▸ Task list
A. Update the reflection on Jack Layton's death from "This morning, after" up to and including "long as I live." by replacing "Book of Psalms" with "Psalter".
B. According to the reflection on Jack Layton's death, who was the NDP's founding leader?

Reflections on Jack Layton’s death
Jack Layton, leader of Canada’s New Democratic Party, has died after a hard-fought battle with cancer.
As I observed Jack Layton over the past several election campaigns, my respect for him grew with each campaign. He was an effective campaigner and a man who seemed to be able to connect with both English and French speaking Canadians. He was also a man with an indomitable spirit, who demonstrated a great deal of courage and optimism in his struggle with cancer.
Tommy Douglas (the NDP’s founding leader) was a man whose political values were grounded in Scripture. Sadly, as the party developed it seemed to move farther away from its Biblical roots, defining justice more in ideological terms than Biblical ones. Consequently, I found myself lamenting the party’s stand on some issues even as I was grateful for its contribution on others. Still, since this is a time for appreciation rather than critique, let me say that even though I did not vote for the NDP in the recent federal election, I concurred with Jack’s passionate support for the concerns of the elderly and the economically vulnerable. I was surprised and pleased to learn a few months ago that Jack grew up in a family that had an active church involvement, and that his concern for social justice stemmed from a sense of being called by God.
When leaders or public figures die, especially when their lives seem to be cut short sooner than we expect, it raises all kinds of questions for us. Is God good? Why did this happen? Where is our hope? Am I next?
Just as Jack Layton did, all of us have hopes and dreams for our own lives and families. We also have hopes and dreams for our community, our nation and the world. Sometimes those hopes seem to get cut off or crushed. I don’t know all that is going to happen to me in the months and years to come. Neither do you. But I do know that if my confidence is fixed on Jesus, ultimately my hope will not be cut off, because I will share in His resurrection life in a world made new.
This morning, after hearing the news of Jack’s death, I found myself re-reading these words from the Book of Psalms
I will praise the LORD all my life;
I will sing praise to my God as long as I live.

▸ Source data
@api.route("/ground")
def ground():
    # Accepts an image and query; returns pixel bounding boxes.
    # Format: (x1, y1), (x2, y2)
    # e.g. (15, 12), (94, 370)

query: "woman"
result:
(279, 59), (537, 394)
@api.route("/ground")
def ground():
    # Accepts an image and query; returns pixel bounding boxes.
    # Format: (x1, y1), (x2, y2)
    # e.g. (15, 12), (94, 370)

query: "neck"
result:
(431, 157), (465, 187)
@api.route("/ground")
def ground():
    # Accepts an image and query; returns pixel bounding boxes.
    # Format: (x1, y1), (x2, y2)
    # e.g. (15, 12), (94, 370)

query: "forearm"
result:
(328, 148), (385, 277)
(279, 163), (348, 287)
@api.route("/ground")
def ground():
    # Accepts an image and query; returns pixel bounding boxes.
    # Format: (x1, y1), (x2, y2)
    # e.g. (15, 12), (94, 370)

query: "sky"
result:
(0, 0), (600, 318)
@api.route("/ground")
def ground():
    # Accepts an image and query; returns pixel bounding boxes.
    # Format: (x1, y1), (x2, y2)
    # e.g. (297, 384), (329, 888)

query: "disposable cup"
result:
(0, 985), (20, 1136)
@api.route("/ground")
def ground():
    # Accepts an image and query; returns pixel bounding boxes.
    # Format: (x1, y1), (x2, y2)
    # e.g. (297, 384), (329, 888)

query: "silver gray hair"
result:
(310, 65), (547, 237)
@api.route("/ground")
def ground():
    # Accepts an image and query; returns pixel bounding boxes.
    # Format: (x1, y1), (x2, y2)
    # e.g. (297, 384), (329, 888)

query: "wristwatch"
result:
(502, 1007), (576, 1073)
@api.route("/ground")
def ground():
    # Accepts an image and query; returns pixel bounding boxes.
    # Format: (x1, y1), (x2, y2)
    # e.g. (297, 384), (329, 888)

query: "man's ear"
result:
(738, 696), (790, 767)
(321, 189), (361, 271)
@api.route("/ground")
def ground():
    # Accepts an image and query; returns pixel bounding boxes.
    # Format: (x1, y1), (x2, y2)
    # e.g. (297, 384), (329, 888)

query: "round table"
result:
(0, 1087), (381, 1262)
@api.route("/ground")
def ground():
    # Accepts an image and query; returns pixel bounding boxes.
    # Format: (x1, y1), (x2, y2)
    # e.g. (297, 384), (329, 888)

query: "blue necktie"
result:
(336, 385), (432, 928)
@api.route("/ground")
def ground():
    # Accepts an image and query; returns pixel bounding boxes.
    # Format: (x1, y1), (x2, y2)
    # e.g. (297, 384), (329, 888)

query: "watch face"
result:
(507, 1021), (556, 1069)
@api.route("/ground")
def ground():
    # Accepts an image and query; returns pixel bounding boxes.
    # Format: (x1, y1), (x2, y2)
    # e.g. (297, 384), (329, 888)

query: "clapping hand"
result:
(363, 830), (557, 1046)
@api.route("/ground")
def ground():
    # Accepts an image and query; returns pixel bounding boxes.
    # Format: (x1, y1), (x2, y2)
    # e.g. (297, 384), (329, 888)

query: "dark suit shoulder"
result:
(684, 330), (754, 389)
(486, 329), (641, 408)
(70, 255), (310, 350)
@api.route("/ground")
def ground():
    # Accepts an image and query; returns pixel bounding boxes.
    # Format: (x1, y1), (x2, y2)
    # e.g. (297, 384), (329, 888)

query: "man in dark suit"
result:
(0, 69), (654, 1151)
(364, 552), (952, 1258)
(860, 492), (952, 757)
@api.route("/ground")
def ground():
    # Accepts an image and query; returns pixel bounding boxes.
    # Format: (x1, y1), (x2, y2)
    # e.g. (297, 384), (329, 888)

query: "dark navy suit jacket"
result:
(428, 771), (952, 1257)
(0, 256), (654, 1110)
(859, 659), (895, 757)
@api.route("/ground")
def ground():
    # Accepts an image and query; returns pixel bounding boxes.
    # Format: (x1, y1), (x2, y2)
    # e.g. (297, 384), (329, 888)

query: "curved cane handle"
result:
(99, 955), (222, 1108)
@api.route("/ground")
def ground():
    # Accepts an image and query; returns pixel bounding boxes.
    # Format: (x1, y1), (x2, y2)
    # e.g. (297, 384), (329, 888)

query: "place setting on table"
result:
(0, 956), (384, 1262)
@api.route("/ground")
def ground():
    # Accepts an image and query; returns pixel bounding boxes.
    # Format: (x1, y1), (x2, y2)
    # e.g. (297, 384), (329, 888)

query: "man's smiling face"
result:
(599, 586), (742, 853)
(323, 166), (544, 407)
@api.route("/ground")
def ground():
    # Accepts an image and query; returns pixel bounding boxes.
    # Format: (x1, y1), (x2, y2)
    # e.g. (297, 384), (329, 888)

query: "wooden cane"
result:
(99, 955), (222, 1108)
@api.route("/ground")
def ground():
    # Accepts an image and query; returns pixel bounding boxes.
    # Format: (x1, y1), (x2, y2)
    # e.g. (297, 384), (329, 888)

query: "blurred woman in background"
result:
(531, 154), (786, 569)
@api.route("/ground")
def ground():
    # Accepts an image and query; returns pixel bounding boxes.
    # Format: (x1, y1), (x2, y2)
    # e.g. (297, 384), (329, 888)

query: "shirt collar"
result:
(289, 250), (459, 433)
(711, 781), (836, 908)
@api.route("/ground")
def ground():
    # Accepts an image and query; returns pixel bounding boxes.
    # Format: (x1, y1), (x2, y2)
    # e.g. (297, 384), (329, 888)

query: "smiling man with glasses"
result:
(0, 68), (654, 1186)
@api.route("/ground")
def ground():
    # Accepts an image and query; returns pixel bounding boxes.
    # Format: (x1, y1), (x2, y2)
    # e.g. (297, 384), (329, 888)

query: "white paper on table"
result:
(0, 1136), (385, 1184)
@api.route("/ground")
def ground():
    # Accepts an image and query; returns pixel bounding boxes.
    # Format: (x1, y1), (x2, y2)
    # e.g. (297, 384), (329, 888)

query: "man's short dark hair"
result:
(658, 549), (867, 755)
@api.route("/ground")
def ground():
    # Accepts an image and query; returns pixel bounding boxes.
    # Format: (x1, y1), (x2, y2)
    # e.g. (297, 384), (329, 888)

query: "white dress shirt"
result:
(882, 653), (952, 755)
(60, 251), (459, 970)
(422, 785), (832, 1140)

▸ Task-by-task results
A.
This morning, after hearing the news of Jack’s death, I found myself re-reading these words from the Psalter
I will praise the LORD all my life;
I will sing praise to my God as long as I live.

B. Tommy Douglas